***** Dataset content *****
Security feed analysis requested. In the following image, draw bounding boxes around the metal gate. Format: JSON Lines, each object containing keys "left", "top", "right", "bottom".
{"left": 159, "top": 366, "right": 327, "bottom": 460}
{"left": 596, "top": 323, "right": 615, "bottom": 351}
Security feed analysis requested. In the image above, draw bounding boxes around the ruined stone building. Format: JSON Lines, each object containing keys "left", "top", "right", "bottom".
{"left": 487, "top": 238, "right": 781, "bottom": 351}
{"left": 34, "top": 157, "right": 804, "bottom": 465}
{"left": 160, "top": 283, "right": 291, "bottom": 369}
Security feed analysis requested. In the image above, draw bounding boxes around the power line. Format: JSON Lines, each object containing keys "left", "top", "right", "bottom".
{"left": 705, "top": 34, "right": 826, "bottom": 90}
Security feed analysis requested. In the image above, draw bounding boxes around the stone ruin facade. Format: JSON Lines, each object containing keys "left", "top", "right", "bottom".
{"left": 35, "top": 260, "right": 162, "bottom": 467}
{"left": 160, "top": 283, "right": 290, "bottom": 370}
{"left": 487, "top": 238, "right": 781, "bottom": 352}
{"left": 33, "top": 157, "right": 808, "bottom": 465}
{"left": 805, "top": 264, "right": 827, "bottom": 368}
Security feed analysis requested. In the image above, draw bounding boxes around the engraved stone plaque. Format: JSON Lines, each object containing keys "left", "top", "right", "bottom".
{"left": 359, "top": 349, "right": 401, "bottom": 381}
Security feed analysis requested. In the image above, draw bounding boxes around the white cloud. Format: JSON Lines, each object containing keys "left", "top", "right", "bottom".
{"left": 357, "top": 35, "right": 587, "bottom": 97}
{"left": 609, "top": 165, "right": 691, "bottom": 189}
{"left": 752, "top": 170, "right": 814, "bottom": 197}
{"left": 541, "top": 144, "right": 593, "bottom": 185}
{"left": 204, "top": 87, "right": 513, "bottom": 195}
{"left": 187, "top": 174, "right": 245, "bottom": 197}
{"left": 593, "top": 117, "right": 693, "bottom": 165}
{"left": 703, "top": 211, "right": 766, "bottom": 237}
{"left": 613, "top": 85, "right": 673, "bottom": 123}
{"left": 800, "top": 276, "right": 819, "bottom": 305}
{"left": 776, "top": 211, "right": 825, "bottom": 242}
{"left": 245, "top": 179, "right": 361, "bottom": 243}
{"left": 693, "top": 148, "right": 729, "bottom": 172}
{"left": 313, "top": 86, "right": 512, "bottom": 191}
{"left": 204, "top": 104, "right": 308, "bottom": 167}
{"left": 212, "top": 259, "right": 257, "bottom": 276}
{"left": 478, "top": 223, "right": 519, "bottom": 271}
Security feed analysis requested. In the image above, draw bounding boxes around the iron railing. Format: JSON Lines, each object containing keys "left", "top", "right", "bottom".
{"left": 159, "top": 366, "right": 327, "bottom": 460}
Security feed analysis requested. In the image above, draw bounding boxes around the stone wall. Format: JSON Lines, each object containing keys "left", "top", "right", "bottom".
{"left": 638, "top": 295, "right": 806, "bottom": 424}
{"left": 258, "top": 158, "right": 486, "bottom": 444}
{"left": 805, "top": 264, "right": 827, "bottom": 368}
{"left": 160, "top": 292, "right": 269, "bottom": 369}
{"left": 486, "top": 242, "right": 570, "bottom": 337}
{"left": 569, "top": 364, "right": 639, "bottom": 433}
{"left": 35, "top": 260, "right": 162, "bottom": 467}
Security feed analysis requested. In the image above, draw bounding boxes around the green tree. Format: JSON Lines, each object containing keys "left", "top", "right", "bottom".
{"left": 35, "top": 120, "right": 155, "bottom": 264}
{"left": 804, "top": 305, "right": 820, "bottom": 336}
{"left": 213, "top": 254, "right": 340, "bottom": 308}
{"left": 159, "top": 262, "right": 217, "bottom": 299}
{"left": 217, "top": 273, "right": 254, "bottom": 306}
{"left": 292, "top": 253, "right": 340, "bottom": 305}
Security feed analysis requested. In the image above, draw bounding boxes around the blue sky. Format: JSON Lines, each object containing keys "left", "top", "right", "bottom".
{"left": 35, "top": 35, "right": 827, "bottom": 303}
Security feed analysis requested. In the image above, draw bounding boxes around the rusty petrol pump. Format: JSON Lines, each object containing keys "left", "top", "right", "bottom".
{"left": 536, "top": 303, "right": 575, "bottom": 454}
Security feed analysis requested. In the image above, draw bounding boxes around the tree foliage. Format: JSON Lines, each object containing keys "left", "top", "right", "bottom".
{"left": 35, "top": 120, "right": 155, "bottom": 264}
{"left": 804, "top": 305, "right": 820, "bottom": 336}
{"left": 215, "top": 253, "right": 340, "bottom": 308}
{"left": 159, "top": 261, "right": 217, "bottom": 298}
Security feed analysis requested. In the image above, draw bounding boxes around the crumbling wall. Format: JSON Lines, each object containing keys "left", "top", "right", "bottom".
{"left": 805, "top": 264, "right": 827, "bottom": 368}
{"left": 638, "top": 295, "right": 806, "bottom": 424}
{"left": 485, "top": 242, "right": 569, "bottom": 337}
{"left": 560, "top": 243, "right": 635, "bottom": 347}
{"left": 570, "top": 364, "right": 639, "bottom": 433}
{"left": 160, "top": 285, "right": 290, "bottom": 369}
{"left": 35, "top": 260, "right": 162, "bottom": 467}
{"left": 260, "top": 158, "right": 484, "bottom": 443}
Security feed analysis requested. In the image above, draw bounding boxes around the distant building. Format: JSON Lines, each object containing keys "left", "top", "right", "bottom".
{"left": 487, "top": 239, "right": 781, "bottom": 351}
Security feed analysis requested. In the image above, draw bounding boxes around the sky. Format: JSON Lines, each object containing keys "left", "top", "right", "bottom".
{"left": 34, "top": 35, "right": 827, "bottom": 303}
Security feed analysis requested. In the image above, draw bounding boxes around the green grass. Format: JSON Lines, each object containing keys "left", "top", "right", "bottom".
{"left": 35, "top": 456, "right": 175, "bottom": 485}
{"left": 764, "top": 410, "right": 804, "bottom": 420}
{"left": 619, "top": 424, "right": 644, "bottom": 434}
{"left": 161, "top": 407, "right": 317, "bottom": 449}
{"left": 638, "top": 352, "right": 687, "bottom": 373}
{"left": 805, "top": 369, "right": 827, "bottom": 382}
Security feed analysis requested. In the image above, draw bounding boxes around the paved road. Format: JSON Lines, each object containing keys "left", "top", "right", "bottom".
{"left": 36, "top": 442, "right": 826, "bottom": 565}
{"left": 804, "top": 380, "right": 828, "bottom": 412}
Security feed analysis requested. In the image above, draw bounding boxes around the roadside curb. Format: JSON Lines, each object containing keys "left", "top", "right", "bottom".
*****
Problem statement →
Give the data again in full, keeping every line as it was.

Exercise result →
Security feed analysis requested. In the following image, draw bounding boxes around the metal gate. Format: JSON Lines, each object containing keys "left", "top", "right", "bottom".
{"left": 159, "top": 366, "right": 327, "bottom": 460}
{"left": 596, "top": 323, "right": 615, "bottom": 351}
Security feed analysis requested. In the image above, draw bounding boxes around the ruined stone building. Format: JSON Lines, each object containing keys "left", "top", "right", "bottom".
{"left": 487, "top": 238, "right": 781, "bottom": 351}
{"left": 34, "top": 157, "right": 804, "bottom": 465}
{"left": 160, "top": 283, "right": 291, "bottom": 369}
Security feed analysis requested. In the image above, draw bounding boxes around the power line. Format: JSON Lines, each object containing keys "left", "top", "right", "bottom".
{"left": 705, "top": 34, "right": 826, "bottom": 90}
Security feed analysis requested. In the image above, draw bounding boxes around the stone ruin facade. Format: JSON Lines, each object containing keys "left", "top", "right", "bottom".
{"left": 35, "top": 260, "right": 162, "bottom": 467}
{"left": 160, "top": 283, "right": 290, "bottom": 370}
{"left": 487, "top": 238, "right": 781, "bottom": 352}
{"left": 33, "top": 157, "right": 808, "bottom": 465}
{"left": 805, "top": 264, "right": 827, "bottom": 368}
Security feed analysis requested. In the image above, draw bounding boxes around the engraved stone plaque. Format: JSON Lines, each object containing keys "left", "top", "right", "bottom".
{"left": 359, "top": 349, "right": 401, "bottom": 381}
Security feed analysis requested. In the image above, draw bounding boxes around the white cloud. Format: JSON Lines, each object containing keys "left", "top", "right", "bottom".
{"left": 357, "top": 35, "right": 587, "bottom": 97}
{"left": 609, "top": 165, "right": 691, "bottom": 189}
{"left": 752, "top": 170, "right": 814, "bottom": 197}
{"left": 541, "top": 144, "right": 593, "bottom": 185}
{"left": 204, "top": 87, "right": 513, "bottom": 195}
{"left": 187, "top": 174, "right": 245, "bottom": 197}
{"left": 593, "top": 117, "right": 693, "bottom": 165}
{"left": 703, "top": 211, "right": 766, "bottom": 237}
{"left": 613, "top": 85, "right": 673, "bottom": 123}
{"left": 800, "top": 276, "right": 819, "bottom": 305}
{"left": 776, "top": 211, "right": 825, "bottom": 242}
{"left": 245, "top": 179, "right": 361, "bottom": 243}
{"left": 693, "top": 148, "right": 729, "bottom": 172}
{"left": 313, "top": 86, "right": 512, "bottom": 191}
{"left": 204, "top": 104, "right": 308, "bottom": 167}
{"left": 212, "top": 259, "right": 257, "bottom": 276}
{"left": 478, "top": 223, "right": 519, "bottom": 271}
Security feed analysis requested. In the image above, draw bounding boxes around the iron railing. Format: JSON Lines, each object containing keys "left", "top", "right", "bottom".
{"left": 159, "top": 366, "right": 327, "bottom": 460}
Security feed analysis requested. In the image above, draw bounding boxes around the stone wall. Format: JSON Lines, each object containing keys "left", "top", "right", "bottom".
{"left": 638, "top": 295, "right": 806, "bottom": 424}
{"left": 258, "top": 158, "right": 486, "bottom": 444}
{"left": 805, "top": 264, "right": 827, "bottom": 368}
{"left": 160, "top": 292, "right": 269, "bottom": 369}
{"left": 486, "top": 242, "right": 570, "bottom": 337}
{"left": 569, "top": 364, "right": 639, "bottom": 433}
{"left": 35, "top": 260, "right": 162, "bottom": 467}
Security feed analysis requested. In the image above, draw bounding boxes around the green tree. Format: JSON Lines, each object containing keys "left", "top", "right", "bottom".
{"left": 35, "top": 120, "right": 155, "bottom": 264}
{"left": 804, "top": 305, "right": 820, "bottom": 336}
{"left": 213, "top": 254, "right": 340, "bottom": 308}
{"left": 159, "top": 262, "right": 217, "bottom": 299}
{"left": 217, "top": 273, "right": 254, "bottom": 306}
{"left": 292, "top": 253, "right": 340, "bottom": 305}
Security feed analysis requested. In the image above, draw bounding boxes around the blue sky. Format: JSON Lines, each object containing keys "left", "top", "right", "bottom".
{"left": 35, "top": 35, "right": 827, "bottom": 303}
Security feed analysis requested. In the image above, draw bounding boxes around the rusty petrol pump. Format: JSON Lines, each object containing keys "left", "top", "right", "bottom".
{"left": 536, "top": 303, "right": 575, "bottom": 454}
Security feed analysis requested. In the image above, draw bounding boxes around the tree foliage. Format: JSON Lines, each object containing keys "left", "top", "right", "bottom".
{"left": 35, "top": 120, "right": 155, "bottom": 264}
{"left": 804, "top": 305, "right": 820, "bottom": 336}
{"left": 215, "top": 253, "right": 340, "bottom": 308}
{"left": 159, "top": 261, "right": 217, "bottom": 298}
Security feed analysis requested. In the image above, draw bounding boxes around the crumbling wall. Format: JSON Lines, each object containing keys "left", "top", "right", "bottom".
{"left": 805, "top": 264, "right": 827, "bottom": 368}
{"left": 638, "top": 295, "right": 806, "bottom": 424}
{"left": 485, "top": 242, "right": 569, "bottom": 337}
{"left": 560, "top": 243, "right": 635, "bottom": 347}
{"left": 570, "top": 364, "right": 639, "bottom": 433}
{"left": 160, "top": 285, "right": 290, "bottom": 369}
{"left": 35, "top": 260, "right": 162, "bottom": 467}
{"left": 260, "top": 158, "right": 484, "bottom": 443}
Security feed analysis requested. In the image above, draw bounding boxes around the distant building. Format: JSON Lines, each object containing keys "left", "top", "right", "bottom".
{"left": 487, "top": 239, "right": 781, "bottom": 351}
Security feed analysis requested. In the image above, draw bounding boxes around the sky. Format: JSON Lines, each object containing keys "left", "top", "right", "bottom".
{"left": 34, "top": 35, "right": 827, "bottom": 303}
Security feed analysis requested. In the image above, draw bounding boxes around the green grass. Format: JSON Lines, each object containing keys "left", "top", "right", "bottom".
{"left": 35, "top": 456, "right": 175, "bottom": 485}
{"left": 764, "top": 410, "right": 804, "bottom": 420}
{"left": 619, "top": 424, "right": 644, "bottom": 434}
{"left": 161, "top": 407, "right": 317, "bottom": 449}
{"left": 638, "top": 352, "right": 687, "bottom": 373}
{"left": 805, "top": 369, "right": 827, "bottom": 382}
Security feed analysis requested. In the image above, draw bounding boxes around the paved road. Format: JSON Lines, each object containing keys "left", "top", "right", "bottom".
{"left": 36, "top": 442, "right": 826, "bottom": 565}
{"left": 804, "top": 380, "right": 828, "bottom": 412}
Security feed analysis requested. In the image above, draw bounding boxes around the roadside curb. Format: JSON Lines, each object containing keys "left", "top", "right", "bottom".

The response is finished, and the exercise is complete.